* [TEKSTFRAGMENT]:
-.-.-

Economische duurzaamheid
Economische duurzaamheid wil zeggen dat het bedrijf voldoende winst maakt, omte kunnen voortbestaan. Het gezinsinkomen is bijvoorbeeld een indicator voor de economische duurzaamheid.

Ecologische duurzaamheid
De ecologische duurzaamheid zegt iets over de betekenis van het bedrijf voor de flora, fauna en het milieu. Doormiddel van het bepalen van de milieuvervuiling die samenhangt met de productie van 1 kilo melk kan deze vorm van duurzaamheid worden bepaald. Indicatoren voor de milieuvervuiling zijn onder ander: vervuiling van oppervlakte- en grondwater, verdroging, waterverbruik, broeikasgasproductie en uitstoot van giftige stoffen.

Intern sociale duurzaamheid
De intern sociale duurzaamheid heeft betrekking op de arbeidsomstandigheden van de melkveehouder en de meewerkende gezinsleden. Voor het bepalen van de intern sociale duurzaamheid gebruikt Van Calker de Physical Load Index. Deze index waardeert de arbeidsomstandigheden op een bedrijf door te kijken naar de hoeveelheid werk en de zwaarte ervan.

Extern sociale duurzaamheid
Extern sociale duurzaamheid gaat onder andere over de waardering vanuit de maatschappij voor het bedrijf. Belangrijk bij de waardering zijn de voedselveiligheid, de gezondheid van het vee, het dierenwelzijn en de landschappelijke waarde van het bedrijf. Ook hier gebruikt Van Calker diverse indexen.

Proefbedrijven
De BDI is gedurende drie jaar getest op 4 proefbedrijven; De Marke, het Lagekostenbedrijf, het Hightechbedrijf en op Aver Heino. Op de totale BDI scoorde het Lagekostenbedrijf het beste. Hieruit concludeert Van Calker dat een veehouder niet persé hoeft om te schakelen naar een biologische productiewijze om duurzaam te opereren.

De onderzoeker heeft in tests al gemerkt dat er grote verschillen zitten de tussen de diverse belangengroepen. Zo hechten veehouders veel waarde aan de economische en de intern sociale index, terwijl consumenten juist de ecologische en extern sociale duurzaamheid belangrijk vinden.

-.-.-

* [GEGEVENSOVERZICHT]:
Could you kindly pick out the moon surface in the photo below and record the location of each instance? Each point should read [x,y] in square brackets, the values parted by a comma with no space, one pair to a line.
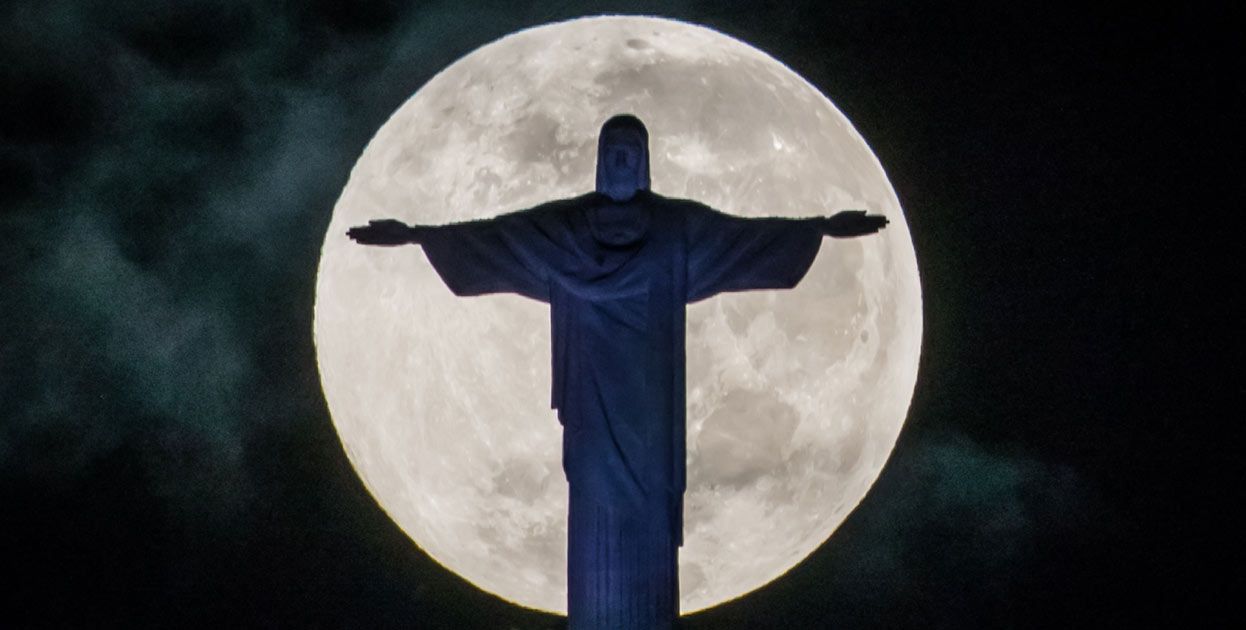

-.-.-

* [OPDRACHT]:
Neem het deel van het tekstfragment over duurzaamheid over van "De onderzoeker heeft" tot en met "duurzaamheid belangrijk vinden.", en zet daarbij "melkveehouders" in plaats van "veehouders".

* [ANTWOORD]:
De onderzoeker heeft in tests al gemerkt dat er grote verschillen zitten de tussen de diverse belangengroepen. Zo hechten melkveehouders veel waarde aan de economische en de intern sociale index, terwijl consumenten juist de ecologische en extern sociale duurzaamheid belangrijk vinden.